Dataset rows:
= = = = = = =

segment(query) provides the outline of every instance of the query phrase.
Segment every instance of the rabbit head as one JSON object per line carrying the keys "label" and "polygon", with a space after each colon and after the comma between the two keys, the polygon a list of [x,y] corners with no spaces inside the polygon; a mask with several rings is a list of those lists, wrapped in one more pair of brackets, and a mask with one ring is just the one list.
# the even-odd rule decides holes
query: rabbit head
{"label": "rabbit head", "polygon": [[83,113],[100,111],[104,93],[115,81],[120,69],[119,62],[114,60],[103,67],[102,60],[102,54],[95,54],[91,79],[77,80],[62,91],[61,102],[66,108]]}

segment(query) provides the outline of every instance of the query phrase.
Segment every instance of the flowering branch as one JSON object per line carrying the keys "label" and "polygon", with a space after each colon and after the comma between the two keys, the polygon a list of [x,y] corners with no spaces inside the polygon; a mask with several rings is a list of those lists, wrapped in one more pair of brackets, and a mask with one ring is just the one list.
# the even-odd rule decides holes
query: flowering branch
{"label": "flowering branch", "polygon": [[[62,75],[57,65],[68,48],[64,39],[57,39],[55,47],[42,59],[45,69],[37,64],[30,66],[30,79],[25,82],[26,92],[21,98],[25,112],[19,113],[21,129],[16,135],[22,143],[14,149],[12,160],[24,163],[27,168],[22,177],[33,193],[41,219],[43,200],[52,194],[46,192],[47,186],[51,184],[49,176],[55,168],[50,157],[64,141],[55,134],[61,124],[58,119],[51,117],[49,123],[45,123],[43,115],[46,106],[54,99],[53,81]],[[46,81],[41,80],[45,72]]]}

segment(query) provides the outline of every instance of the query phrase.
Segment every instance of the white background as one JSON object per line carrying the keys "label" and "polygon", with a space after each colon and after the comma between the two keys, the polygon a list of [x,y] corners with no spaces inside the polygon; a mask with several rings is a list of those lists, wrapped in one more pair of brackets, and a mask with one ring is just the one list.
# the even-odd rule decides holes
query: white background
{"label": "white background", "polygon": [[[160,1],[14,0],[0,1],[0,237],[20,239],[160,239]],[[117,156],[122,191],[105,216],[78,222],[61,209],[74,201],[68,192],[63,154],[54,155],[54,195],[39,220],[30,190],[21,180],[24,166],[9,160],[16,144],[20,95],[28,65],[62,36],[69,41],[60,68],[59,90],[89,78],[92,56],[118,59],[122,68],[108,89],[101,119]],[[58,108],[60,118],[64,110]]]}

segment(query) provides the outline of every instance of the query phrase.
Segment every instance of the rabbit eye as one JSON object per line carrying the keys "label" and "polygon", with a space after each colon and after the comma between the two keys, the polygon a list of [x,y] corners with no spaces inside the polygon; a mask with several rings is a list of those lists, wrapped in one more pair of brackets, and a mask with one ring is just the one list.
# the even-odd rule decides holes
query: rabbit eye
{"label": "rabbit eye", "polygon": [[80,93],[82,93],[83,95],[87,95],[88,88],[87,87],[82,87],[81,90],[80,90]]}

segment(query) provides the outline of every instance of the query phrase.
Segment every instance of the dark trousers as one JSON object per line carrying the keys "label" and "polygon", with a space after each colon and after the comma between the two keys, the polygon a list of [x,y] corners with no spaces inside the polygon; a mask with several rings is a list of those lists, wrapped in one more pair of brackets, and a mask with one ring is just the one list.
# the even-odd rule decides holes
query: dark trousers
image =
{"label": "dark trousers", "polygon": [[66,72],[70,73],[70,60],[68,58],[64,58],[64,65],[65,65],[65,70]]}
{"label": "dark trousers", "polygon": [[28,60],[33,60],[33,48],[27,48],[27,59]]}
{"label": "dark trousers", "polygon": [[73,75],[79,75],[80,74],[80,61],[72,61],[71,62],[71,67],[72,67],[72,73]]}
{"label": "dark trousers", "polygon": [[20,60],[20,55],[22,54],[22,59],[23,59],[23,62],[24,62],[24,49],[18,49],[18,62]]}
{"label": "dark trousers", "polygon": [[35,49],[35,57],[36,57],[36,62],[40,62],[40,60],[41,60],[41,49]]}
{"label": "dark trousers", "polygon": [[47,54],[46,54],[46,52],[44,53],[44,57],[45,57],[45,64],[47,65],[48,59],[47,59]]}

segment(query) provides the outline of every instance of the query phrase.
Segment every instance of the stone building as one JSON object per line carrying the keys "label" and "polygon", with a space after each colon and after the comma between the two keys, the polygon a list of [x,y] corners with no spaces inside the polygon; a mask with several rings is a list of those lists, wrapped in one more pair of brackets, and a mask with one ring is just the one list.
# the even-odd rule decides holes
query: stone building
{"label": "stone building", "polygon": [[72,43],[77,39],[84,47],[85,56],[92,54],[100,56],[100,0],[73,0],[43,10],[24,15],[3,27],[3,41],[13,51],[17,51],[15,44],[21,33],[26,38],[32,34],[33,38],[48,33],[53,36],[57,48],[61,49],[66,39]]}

= = = = = = =

- _TASK_:
Gather every line above that contains the string "flowering", treating uppercase and lowercase letters as distinct.

- _FINISHED EXERCISE_:
Segment every instance of the flowering branch as one JSON object per line carrying the keys "label" and "polygon", with a space after each colon and after the comma between the two keys, the polygon a list of [x,y] corners with no spaces inside the polygon; a mask with several rings is a list of those lists, wrapped in one more pair of brackets, and a mask with one ring is just the one list.
query: flowering branch
{"label": "flowering branch", "polygon": [[[62,75],[57,65],[68,48],[64,39],[57,39],[55,47],[42,59],[45,69],[37,64],[30,66],[30,79],[25,82],[26,92],[21,98],[25,112],[19,113],[21,129],[16,135],[22,143],[14,149],[12,160],[24,163],[27,168],[22,177],[33,193],[41,219],[43,200],[52,194],[46,192],[47,186],[51,184],[49,176],[55,168],[50,157],[64,141],[55,134],[61,124],[58,119],[51,117],[49,123],[45,123],[43,115],[46,106],[54,99],[53,81]],[[46,81],[41,80],[45,72]]]}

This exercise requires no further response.